■ Text excerpt ■
********************

Fast Remote Image Viewer

skytaker · May 13, 2022, 8:59pm

I’m trying to view data as images over a low speed network connection. The data are 2D numpy arrays of up to 1 million float elements. On start, I’m loading the image plots into a dictionary (and cache) and feeding the dictionary to a HoloMap. This appears to be the fastest option, but still a bit too laggy when scrolling though images over the slow connection.

The data come in batches and there is a time constraint. The up-front loading cost is tolerable, but it would be preferable if the images could begin displaying immediately while continuing to load.

Any suggestions for improving this design? Are there any client -side caching options? Serving static images or using compression? I have no experience with HTML or JavaScript.

Working synthetic example below. (I’m timing the data load but don’t know how to time the image render interval within HoloMap.)

import time
from multiprocessing import Pool

import holoviews as hv
import numpy as np
import panel as pn
from holoviews import opts
from holoviews.operation.datashader import regrid

hv.extension('bokeh')
pn.extension()

#  set global plot defaults
opts.defaults(
    opts.Image(
        height=400,
        width=800,
        cmap='gray',
        invert_yaxis=True,
        framewise=True,
        tools=['hover'],
        active_tools=['box_zoom'],
    ))


def read_data(m=2500, n=300):
    ''' simulated data i/o function '''
    data = np.random.rand(m, n)
    time.sleep(0.1)  # add some realistic delay
    return m, n, np.random.rand(m, n)


def create_image(path):
    ''' create image from data '''
    x0, x1, nparray = read_data()
    return path, hv.Image(nparray,
                          kdims=['x0', 'x1'],
                          bounds=[1, 1, x0, x1],
                          extents=(0, 1, x0 + 1, x1))


# synthetic data file names
files = [f'file_{i:03}.dat' for i in range(101)]

# preload & cache dictionary of filename:image pairs
start_counter = time.perf_counter()
if 'image_dict' in pn.state.cache:
    image_dict = pn.state.cache['image_dict']
else:
    with Pool(initializer=np.random.seed) as pool:
        result = pool.map(create_image, files)
    pn.state.cache['image_dict'] = image_dict = {r[0]: r[1] for r in result}
end_counter = time.perf_counter()
print(
    f"create_image: {len(image_dict)} images,  {str(round(end_counter - start_counter, 4))} seconds"
)

# add image dictionary to HoloMap with interpolation
plot = regrid(hv.HoloMap(image_dict, kdims='file'),
              upsample=True,
              interpolation='bilinear')

# simple layout
template = pn.template.BootstrapTemplate(title='Image Viewer')
template.main.append(plot)
template.servable()

Thanks.

maximlt · May 14, 2022, 8:53pm

First of all, thanks a lot for that minimum reproducible example, it’s extremely useful!

This appears to be the fastest option, but still a bit too laggy when scrolling though images over the slow connection.

Do you confirm that it’s the scrolling through the images that is slow, i.e. the loading time required after you select a file with the widget until the image is displayed?

********************

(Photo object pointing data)
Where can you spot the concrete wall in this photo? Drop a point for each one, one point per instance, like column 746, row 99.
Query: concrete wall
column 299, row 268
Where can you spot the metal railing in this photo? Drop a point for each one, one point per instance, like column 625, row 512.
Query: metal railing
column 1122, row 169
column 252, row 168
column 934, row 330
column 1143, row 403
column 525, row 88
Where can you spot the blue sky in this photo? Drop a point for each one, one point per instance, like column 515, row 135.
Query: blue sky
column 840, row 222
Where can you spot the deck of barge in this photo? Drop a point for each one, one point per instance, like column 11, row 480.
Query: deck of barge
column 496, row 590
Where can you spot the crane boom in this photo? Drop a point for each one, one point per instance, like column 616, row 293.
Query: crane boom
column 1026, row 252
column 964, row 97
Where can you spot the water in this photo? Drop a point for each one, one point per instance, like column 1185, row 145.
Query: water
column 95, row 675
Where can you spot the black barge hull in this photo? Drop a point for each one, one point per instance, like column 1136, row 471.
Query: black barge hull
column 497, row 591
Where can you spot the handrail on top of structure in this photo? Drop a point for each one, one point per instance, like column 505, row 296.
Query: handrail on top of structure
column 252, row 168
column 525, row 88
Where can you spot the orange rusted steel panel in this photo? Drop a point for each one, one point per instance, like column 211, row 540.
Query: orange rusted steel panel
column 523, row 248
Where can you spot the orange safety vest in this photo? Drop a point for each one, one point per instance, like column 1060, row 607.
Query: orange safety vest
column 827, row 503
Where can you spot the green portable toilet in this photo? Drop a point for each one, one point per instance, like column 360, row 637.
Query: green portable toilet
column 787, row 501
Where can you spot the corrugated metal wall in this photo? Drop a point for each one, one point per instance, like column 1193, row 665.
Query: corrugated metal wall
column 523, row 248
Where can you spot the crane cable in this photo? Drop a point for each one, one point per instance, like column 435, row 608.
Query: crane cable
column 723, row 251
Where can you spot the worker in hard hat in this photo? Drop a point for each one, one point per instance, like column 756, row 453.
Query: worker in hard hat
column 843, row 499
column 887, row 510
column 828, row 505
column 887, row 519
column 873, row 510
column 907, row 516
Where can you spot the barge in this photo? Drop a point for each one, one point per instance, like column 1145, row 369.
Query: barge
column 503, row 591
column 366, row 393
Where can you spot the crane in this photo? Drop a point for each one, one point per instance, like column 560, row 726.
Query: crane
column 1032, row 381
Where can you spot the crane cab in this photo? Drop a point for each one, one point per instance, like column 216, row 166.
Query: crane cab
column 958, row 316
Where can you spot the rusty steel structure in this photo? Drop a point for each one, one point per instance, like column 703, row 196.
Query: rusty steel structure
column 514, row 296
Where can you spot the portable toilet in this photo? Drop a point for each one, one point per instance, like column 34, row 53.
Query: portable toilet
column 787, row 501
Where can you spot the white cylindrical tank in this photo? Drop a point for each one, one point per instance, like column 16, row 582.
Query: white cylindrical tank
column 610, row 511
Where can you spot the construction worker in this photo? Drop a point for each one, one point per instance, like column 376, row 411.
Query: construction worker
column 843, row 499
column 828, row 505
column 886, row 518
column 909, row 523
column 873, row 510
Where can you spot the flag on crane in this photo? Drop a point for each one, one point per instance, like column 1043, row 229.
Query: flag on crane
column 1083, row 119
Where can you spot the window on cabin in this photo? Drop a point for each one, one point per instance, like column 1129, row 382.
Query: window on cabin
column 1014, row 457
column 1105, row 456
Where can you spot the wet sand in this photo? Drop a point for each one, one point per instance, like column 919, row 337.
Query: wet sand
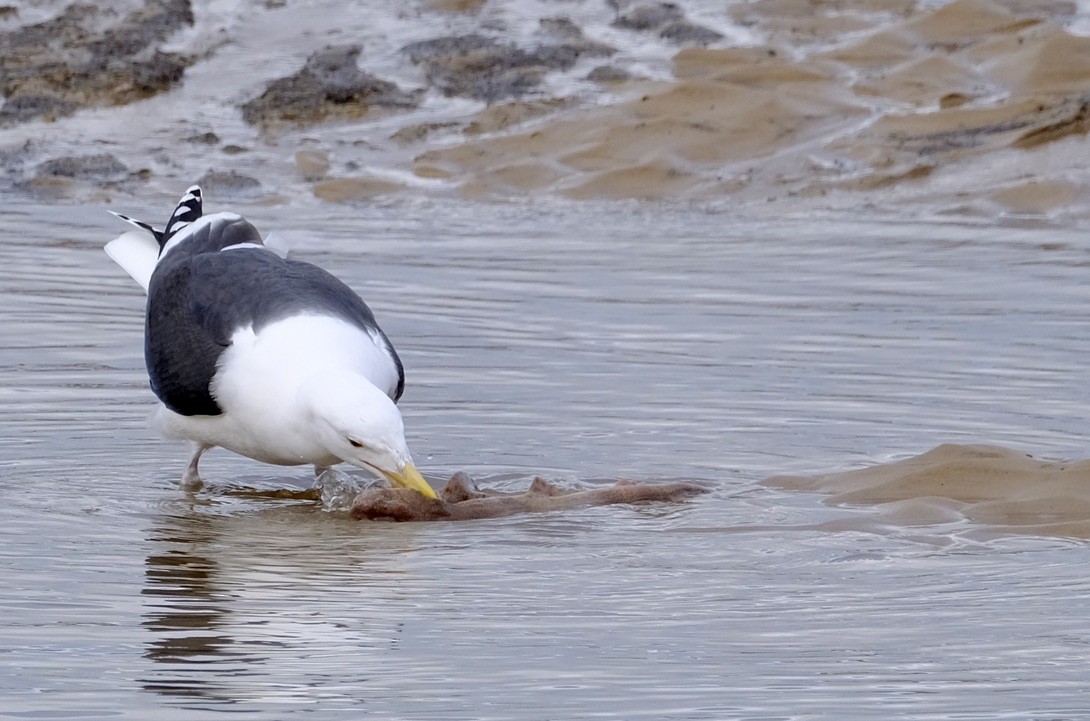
column 992, row 487
column 977, row 107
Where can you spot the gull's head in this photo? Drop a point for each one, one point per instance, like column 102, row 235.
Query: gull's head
column 356, row 422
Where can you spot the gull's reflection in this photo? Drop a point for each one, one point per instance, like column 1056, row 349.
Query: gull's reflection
column 240, row 592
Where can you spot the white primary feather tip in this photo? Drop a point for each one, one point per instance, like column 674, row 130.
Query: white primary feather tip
column 136, row 252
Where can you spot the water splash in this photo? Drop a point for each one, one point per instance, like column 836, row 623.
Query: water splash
column 338, row 489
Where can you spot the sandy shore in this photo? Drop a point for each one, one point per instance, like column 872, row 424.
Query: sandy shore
column 976, row 107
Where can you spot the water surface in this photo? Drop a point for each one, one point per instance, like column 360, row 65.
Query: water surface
column 583, row 343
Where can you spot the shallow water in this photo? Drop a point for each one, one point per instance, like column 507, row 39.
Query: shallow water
column 583, row 343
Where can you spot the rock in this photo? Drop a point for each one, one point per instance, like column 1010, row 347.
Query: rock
column 686, row 33
column 460, row 500
column 314, row 165
column 608, row 74
column 53, row 68
column 649, row 16
column 203, row 139
column 347, row 190
column 229, row 183
column 99, row 166
column 329, row 86
column 481, row 68
column 418, row 132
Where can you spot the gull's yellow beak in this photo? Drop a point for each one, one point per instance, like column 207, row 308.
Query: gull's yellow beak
column 408, row 477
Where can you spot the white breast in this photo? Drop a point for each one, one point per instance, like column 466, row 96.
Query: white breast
column 257, row 385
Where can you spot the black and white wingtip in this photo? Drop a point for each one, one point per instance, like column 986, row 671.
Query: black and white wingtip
column 189, row 209
column 140, row 224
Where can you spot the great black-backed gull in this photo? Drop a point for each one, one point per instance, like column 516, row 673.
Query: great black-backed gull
column 271, row 358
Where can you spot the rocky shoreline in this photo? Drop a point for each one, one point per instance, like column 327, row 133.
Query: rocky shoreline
column 975, row 107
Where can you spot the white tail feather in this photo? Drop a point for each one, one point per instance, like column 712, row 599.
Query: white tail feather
column 136, row 252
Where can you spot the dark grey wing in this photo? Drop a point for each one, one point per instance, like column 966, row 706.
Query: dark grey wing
column 196, row 304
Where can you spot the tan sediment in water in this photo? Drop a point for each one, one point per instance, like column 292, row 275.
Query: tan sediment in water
column 954, row 107
column 993, row 488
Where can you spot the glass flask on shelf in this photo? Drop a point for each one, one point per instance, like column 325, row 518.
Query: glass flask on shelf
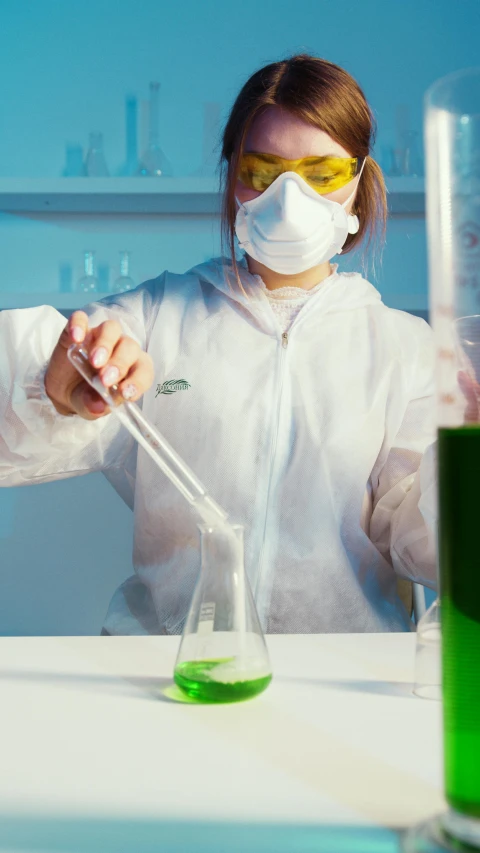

********************

■ Instruction ■
Pick up the forum thread about speeding up a remote image viewer and continue it from its last sentence.

■ Right answer ■
Selecting an image is pretty snappy when I serve the app, however it is served locally so there’s no latency due to data being transferred over the network. Checking the websocket connection, I see that selecting an image transfers about 1.75 MB, that’s not much but could explain the latency you observe. Are you sure you need to upsample the images? Disabling this setting, the data transferred over websocket is about 0.75 MB per image, less than half the original.

skytaker · May 15, 2022, 3:53am

Confirmed. The scrolling between images is indeed very quick when served locally, or even over a high speed connection. Too slow, however, over the low speed (~2MBps) connection … not bad, but a bit too slow for my use case. Makes sense that the upsample is increasing the amount of data. I have tested without but the difference was negligible. How are you measuring the data transfer?

I appreciate your help. I realize this is more than sufficient for most applications.

maximlt · May 15, 2022, 11:35pm

Web browsers have a pretty powerful dev toolbox, that usually includes a Network tab where you can see the different kind of requests made by the page. Here you see a screenshot of the dev toolbox of Firefox, with which you can inspect a Websocket connection and the messages sent and received, including their time, content and size.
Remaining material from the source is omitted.